Saved entries:

====

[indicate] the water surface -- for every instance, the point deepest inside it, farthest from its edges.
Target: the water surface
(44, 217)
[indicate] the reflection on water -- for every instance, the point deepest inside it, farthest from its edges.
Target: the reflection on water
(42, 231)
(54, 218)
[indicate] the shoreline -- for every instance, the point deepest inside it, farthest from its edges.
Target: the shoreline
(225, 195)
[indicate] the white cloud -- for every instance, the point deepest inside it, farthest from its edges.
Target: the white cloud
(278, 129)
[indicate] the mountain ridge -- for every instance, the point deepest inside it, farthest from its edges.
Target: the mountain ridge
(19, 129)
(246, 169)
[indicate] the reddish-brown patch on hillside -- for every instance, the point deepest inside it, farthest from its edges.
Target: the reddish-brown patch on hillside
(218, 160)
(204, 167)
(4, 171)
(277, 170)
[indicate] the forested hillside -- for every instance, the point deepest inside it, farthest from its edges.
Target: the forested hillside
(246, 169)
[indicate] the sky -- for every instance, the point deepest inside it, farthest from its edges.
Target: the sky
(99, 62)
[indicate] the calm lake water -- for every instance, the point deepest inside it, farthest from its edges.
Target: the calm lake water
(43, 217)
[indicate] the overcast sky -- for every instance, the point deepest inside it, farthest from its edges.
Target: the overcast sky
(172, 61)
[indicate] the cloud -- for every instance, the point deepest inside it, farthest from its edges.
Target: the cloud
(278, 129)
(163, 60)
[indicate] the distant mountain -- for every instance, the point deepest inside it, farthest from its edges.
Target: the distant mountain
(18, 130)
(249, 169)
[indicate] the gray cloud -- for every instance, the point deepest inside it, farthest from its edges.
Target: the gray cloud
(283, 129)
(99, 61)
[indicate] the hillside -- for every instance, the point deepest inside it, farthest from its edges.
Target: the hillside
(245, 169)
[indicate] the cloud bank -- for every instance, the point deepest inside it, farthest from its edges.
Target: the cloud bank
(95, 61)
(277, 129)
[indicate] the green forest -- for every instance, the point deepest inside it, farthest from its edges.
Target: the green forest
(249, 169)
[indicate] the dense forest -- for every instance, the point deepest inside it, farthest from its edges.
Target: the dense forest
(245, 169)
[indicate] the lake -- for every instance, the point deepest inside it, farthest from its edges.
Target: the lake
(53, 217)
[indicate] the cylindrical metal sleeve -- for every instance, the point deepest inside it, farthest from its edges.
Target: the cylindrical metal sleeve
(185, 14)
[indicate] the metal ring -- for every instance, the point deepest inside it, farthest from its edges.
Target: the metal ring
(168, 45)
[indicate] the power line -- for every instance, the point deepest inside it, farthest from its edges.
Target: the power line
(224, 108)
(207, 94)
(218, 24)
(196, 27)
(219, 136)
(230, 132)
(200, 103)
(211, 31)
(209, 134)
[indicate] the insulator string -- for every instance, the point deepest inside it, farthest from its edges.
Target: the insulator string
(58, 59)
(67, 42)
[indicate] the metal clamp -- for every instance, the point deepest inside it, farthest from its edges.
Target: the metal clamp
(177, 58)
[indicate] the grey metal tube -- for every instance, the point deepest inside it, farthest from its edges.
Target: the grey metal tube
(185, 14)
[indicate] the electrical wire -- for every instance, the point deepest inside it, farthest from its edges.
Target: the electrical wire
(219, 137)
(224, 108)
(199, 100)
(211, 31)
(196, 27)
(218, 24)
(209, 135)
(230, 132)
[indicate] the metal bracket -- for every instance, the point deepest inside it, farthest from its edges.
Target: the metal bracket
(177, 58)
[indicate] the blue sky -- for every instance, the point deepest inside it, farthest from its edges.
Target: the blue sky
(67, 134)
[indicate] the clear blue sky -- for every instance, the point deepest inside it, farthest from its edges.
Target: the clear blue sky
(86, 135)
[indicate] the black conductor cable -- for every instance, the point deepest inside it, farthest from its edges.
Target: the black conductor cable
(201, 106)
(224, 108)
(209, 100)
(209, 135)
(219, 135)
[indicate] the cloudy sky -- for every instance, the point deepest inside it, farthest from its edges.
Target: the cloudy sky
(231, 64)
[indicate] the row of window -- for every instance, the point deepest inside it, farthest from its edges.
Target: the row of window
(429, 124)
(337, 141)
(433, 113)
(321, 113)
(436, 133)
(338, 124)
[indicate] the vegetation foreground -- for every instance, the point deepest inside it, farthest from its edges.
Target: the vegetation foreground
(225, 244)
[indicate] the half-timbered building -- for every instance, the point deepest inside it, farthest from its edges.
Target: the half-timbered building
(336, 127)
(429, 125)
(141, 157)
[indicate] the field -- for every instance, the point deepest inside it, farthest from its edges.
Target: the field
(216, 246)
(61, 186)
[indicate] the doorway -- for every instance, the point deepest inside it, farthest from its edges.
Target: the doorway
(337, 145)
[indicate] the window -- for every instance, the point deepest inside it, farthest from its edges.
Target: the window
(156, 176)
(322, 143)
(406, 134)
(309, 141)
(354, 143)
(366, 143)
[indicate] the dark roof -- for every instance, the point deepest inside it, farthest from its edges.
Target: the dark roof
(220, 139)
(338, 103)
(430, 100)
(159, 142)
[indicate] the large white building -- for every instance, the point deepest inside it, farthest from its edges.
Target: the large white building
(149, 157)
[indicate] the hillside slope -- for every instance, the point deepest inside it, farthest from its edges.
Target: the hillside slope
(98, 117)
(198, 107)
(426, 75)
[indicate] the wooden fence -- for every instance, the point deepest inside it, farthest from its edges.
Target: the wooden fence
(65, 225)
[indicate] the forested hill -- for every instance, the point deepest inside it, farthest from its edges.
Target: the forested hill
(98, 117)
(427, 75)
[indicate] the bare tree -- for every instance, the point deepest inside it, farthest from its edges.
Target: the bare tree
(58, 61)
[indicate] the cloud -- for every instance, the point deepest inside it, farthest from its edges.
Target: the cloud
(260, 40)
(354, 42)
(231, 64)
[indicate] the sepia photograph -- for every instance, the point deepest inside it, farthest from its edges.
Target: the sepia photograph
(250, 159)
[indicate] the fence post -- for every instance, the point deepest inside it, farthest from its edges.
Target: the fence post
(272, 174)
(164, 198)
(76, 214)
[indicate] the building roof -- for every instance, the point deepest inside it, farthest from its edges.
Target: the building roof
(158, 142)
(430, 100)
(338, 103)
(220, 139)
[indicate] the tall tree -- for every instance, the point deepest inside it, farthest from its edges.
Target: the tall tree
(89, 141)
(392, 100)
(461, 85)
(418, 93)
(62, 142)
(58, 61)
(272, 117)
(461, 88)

====

- Assignment -
Please print the records above exactly, leaving nothing out.

- Expected output -
[indicate] the water surface -- for every instance, the point deepest inside it, farthest from its edges.
Target: the water surface
(44, 217)
[indicate] the reflection on water -- for every instance, the point deepest inside it, farthest from its edges.
Target: the reflection on water
(42, 231)
(54, 218)
[indicate] the shoreline -- for every instance, the point deepest inside it, farthest from its edges.
Target: the shoreline
(225, 195)
[indicate] the white cloud -- for every instance, the point deepest inside it, farthest from its edges.
Target: the white cloud
(278, 129)
[indicate] the mountain ridge -- for every instance, the point deepest inside it, farthest from its edges.
Target: the mountain ridge
(19, 129)
(246, 169)
[indicate] the reddish-brown patch on hillside -- for every instance, the point deepest inside it, farthest from its edges.
Target: the reddish-brown patch on hillside
(218, 160)
(204, 167)
(4, 171)
(277, 170)
[indicate] the forested hillside -- for every instance, the point deepest inside it, farthest from its edges.
Target: the forested hillside
(246, 169)
[indicate] the sky -- for every instance, the point deepest inside it, farthest from its edges.
Target: the sky
(99, 62)
[indicate] the calm lake water -- for every instance, the point deepest inside it, farthest from its edges.
Target: the calm lake water
(43, 217)
[indicate] the overcast sky -- for every instance, the point deepest inside it, farthest from its edges.
Target: the overcast sky
(172, 61)
[indicate] the cloud -- for every instance, the point deepest inside it, farthest from its edges.
Target: the cloud
(278, 129)
(163, 60)
[indicate] the distant mountain -- for every instance, the point deepest inside it, farthest from its edges.
Target: the distant mountain
(18, 130)
(249, 169)
[indicate] the gray cloud -- for every instance, the point deepest inside it, farthest from its edges.
Target: the gray cloud
(283, 129)
(99, 61)
[indicate] the hillside -- for every instance, the point deepest inside it, farthest from its edges.
Target: the hillside
(245, 169)
[indicate] the cloud bank -- for every instance, the point deepest inside it, farthest from its edges.
Target: the cloud bank
(95, 61)
(277, 129)
[indicate] the green forest -- for every instance, the point deepest inside it, farthest from its edges.
Target: the green forest
(249, 169)
[indicate] the dense forest -- for every instance, the point deepest inside it, farthest from its edges.
Target: the dense forest
(245, 169)
[indicate] the lake -- for every instance, the point deepest inside it, farthest from its edges.
Target: the lake
(53, 217)
[indicate] the cylindrical metal sleeve -- for every instance, the point deepest inside it, farthest from its edges.
Target: the cylindrical metal sleeve
(185, 14)
[indicate] the metal ring -- for every instance, the point deepest inside it, farthest from its edges.
Target: the metal ring
(168, 45)
[indicate] the power line -- for every instance, the point deepest inside it, farthest from its edges.
Target: the power line
(224, 108)
(207, 94)
(218, 24)
(196, 27)
(219, 136)
(230, 132)
(200, 103)
(211, 31)
(209, 134)
[indicate] the insulator string -- for every instance, the point deepest inside it, farthest from its edges.
Target: the insulator string
(58, 59)
(67, 42)
[indicate] the metal clamp -- for every instance, the point deepest inside it, farthest from its edges.
Target: the metal clamp
(177, 58)
[indicate] the grey metal tube -- for every instance, the point deepest inside it, farthest from its edges.
Target: the grey metal tube
(185, 14)
[indicate] the electrical wire -- for every instance, the point deepest inside it, farthest from its edges.
Target: the electrical wire
(219, 137)
(224, 108)
(199, 100)
(211, 31)
(196, 27)
(218, 24)
(209, 135)
(230, 132)
[indicate] the metal bracket -- for every instance, the point deepest inside it, farthest from its edges.
Target: the metal bracket
(177, 58)
[indicate] the blue sky -- for every instance, the point deepest inside it, farthest from its edges.
Target: the blue sky
(67, 134)
[indicate] the clear blue sky -- for every instance, the point deepest inside it, farthest from its edges.
Target: the clear blue sky
(86, 135)
[indicate] the black conductor cable -- for every instance, the point deepest inside it, farthest from its edges.
Target: the black conductor cable
(201, 106)
(224, 108)
(209, 100)
(209, 135)
(219, 135)
[indicate] the cloudy sky -- for every instance, the point deepest inside it, farthest from its edges.
Target: the cloudy sky
(231, 64)
[indicate] the row of window -- for every instance, the point deepest inside it, farthest from its edges.
Target: the row of window
(429, 124)
(337, 141)
(433, 113)
(321, 113)
(436, 133)
(338, 124)
[indicate] the vegetation foreground -- for every instance, the point deepest inside it, farthest from its edges.
Target: the vegetation foreground
(225, 244)
[indicate] the half-timbered building -- for every instance, the point deepest inside it, farthest from its edges.
Target: the half-timbered building
(336, 127)
(429, 125)
(141, 157)
[indicate] the field -- for every instance, the point deepest inside it, farthest from its edges.
Target: the field
(216, 246)
(61, 186)
[indicate] the doorway -- for every instance, the point deepest inside it, farthest from its edges.
Target: the doorway
(337, 145)
[indicate] the window -- for every instance, the point deepest inside it, farthest from its edges.
Target: the window
(156, 176)
(322, 143)
(406, 134)
(309, 141)
(354, 143)
(366, 143)
[indicate] the dark roof -- for every instance, the point deepest inside it, farthest from its edges.
Target: the dark roof
(220, 139)
(338, 103)
(430, 100)
(159, 142)
[indicate] the large white building -- for every instance, the point deepest inside it, farthest from its edges.
Target: the large white building
(149, 157)
[indicate] the hillside slope -- for every instance, the point deepest inside it, farthest from its edges.
Target: the hillside slope
(98, 117)
(198, 107)
(426, 75)
[indicate] the wooden fence -- for every instance, the point deepest inside it, farthest from its edges.
Target: the wooden fence
(65, 225)
[indicate] the forested hill -- for every instance, the point deepest inside it, farthest from its edges.
Target: the forested hill
(98, 117)
(427, 75)
[indicate] the bare tree -- for every instance, the point deepest inside it, farthest from its edges.
Target: the bare tree
(58, 61)
[indicate] the cloud -- for every instance, the point deepest inside it, farthest from its edges.
Target: the cloud
(260, 40)
(354, 42)
(231, 64)
[indicate] the sepia photograph -- for every instance, the point deepest inside it, farthest from its edges.
Target: the sepia photograph
(250, 159)
[indicate] the fence post -- for every instance, the point deepest inside it, farthest from its edges.
Target: the fence post
(272, 174)
(164, 198)
(76, 214)
[indicate] the building roof -- for every instance, the point deepest inside it, farthest from its edges.
Target: the building roof
(158, 142)
(430, 100)
(338, 103)
(220, 139)
[indicate] the tall tree -- for every instance, the point deepest inside it, farthest from its edges.
Target: the tall tree
(89, 141)
(392, 100)
(461, 85)
(418, 93)
(62, 142)
(58, 61)
(272, 117)
(461, 88)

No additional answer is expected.